#### SUPPLIED PASSAGE ####

French actor Judith Godrèche has urged politicians to establish a commission to investigate sex crimes and sexism in French cinema.

Godrèche gave an emotional testimony to a French Senate commission on Thursday recalling her own experiences as a teenager breaking into the industry.

“Everyone knows that in the film industry, an abuser disguised as a director makes little girls suffer so they cry … He then arranges to meet them in an attic room and takes possession of them for real,” Godrèche said in her opening remarks.

Visibly shaken, she said she didn’t know she had the right to say “no.”

Godrèche urged for an independent inquiry into misconduct in the French industry, the appointment of independent guardians for underage actors on film sets and other proposals to address past abuses and prevent new ones.

Her call comes just days after her dramatic speech at the César Awards ceremony, France’s version of the Oscars and ahead of the Oscars next month, when French film-making will be under the spotlight.

During the live broadcast, she called on France’s film industry to “face the truth” about the issue, years after the MeToo movement shook up Hollywood but faced resistance in France.

"This incestuous family in the film industry is just a reflection of all the families" affected by such violence, Godreche told the Senate's women's rights committee.

Following her words to the Senate, Godreche said, “I am speaking as loud as I can and trying to push the door as open as possible and yet nothing is really happening because of the way the system is being built for years and years".

"I think there is something about French society that is somehow still anchored into like the Moyen Age (the Middle Ages),” she added.

Godrèche has become a leading voice in France's #MeToo movement after accusing two French directors of raping or sexually abusing her when she was 14 and 15 and they were in their 40s. 

She was invited to speak at the Césars last Friday about sexual violence after other actors alleged they were teenage victims of sexual abuse by directors decades older than themselves.

Despite receiving a thunderous ovation for her speech, she said she would reserve judgment until she sees a fundamental change in French cinematic culture, where the director or creative “auteur” has tremendous power.

Godrèche said, “I feel that it (the US) has a different approach to the sort of the sacralisation of the 'author.' So I am hoping that things will change. Will they change? I only believe in action, not in applause.”

While living in the United States for ten years, Godrèche also spoke up about Harvey Weinstein during the #MeToo movement, accusing him of sexual assault when she was 24. 

By the time she spoke out, the alleged violence had occurred too long ago to prosecute.

#### DATA LINES ####

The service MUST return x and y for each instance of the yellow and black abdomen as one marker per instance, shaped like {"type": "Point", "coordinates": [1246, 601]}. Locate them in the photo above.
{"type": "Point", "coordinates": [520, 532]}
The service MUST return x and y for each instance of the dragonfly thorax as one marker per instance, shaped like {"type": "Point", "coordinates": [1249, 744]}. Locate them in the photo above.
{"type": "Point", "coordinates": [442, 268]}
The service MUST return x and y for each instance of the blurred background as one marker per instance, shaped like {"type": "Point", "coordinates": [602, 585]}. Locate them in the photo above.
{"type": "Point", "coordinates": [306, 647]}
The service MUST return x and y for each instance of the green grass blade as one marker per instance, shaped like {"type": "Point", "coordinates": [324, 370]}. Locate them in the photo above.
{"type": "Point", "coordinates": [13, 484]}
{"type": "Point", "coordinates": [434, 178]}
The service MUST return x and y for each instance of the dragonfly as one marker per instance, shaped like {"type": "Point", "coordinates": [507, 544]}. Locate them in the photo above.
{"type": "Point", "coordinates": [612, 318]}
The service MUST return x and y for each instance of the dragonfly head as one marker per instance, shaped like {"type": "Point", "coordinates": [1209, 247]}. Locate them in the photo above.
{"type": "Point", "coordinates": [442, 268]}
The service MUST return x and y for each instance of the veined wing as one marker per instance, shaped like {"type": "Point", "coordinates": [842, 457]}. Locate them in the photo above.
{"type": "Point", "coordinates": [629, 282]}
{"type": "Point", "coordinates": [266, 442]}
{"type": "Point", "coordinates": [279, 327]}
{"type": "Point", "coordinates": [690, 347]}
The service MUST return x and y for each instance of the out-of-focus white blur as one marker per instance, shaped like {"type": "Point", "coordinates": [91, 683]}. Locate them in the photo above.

####

[DIRECTIVES]
1. Condense the paragraph of the article about Judith Godrèche that begins "Godrèche urged for an independent inquiry" into a short bulleted list of her proposals.
2. Write the next part of the article about Judith Godrèche, picking up after its final sentence.

[EXPECTED RESULTS]
1.
Godrèche called for:
- an independent inquiry into misconduct in the French film industry
- independent guardians for underage actors on film sets
- other measures to address past abuses and prevent new ones

2.
Godrèche said she felt supported in the US when she spoke about Weinstein but less so in France, saying “In this country (France), I feel that it’s not just the men who are the abuser, who are trying to shut down women, it’s the society which for me is bizarre and obviously it’s what I’m fighting and this is why I find myself talking and talking over again.”

Rape and sexual abuse allegations

Godrèche, 51, is well known to French cinemagoers. She recently accused two film directors of rape and sexual abuse when she was a teenager. 


She formally filed a complaint earlier this month, the Paris prosecutor said.

The actor is accusing film director Benoît Jacquot, with whom she had a six-year relationship that started when she was 14, of rape and physical abuse. Jacquot, a prominent director in France, is 25 years her senior.

She is also accusing another film director, Jacques Doillon, of sexual abuse while he was directing a film when she was 15. Doillon is 28 years older than her.

Both Jacquot and Doillon have denied the allegations.

Godrèche previously spoke about her relationship with Jacquot, without naming him, in an autobiographical television show called “Icon of French Cinema” that was released in December.


Jacquot responded in Le Monde newspaper, stating that he “doesn’t feel directly concerned” by Godrèche’s accusations, with whom he said he fell in love at the time. He denied any abuse of authority.

Doillon has said that “the just cause doesn’t justify arbitrary denunciations, false accusations and lies”.

During her speech to the French Senate Godrèche also called for Dominique Boutonnat to be removed from his position as president of the powerful National Centre of Cinema (CNC).

Boutonnat has been accused of sexually assaulting his godson in 2020, an allegation he denies.

In 2022, the French government appointed him to serve a second mandate, much to the dismay of feminist associations.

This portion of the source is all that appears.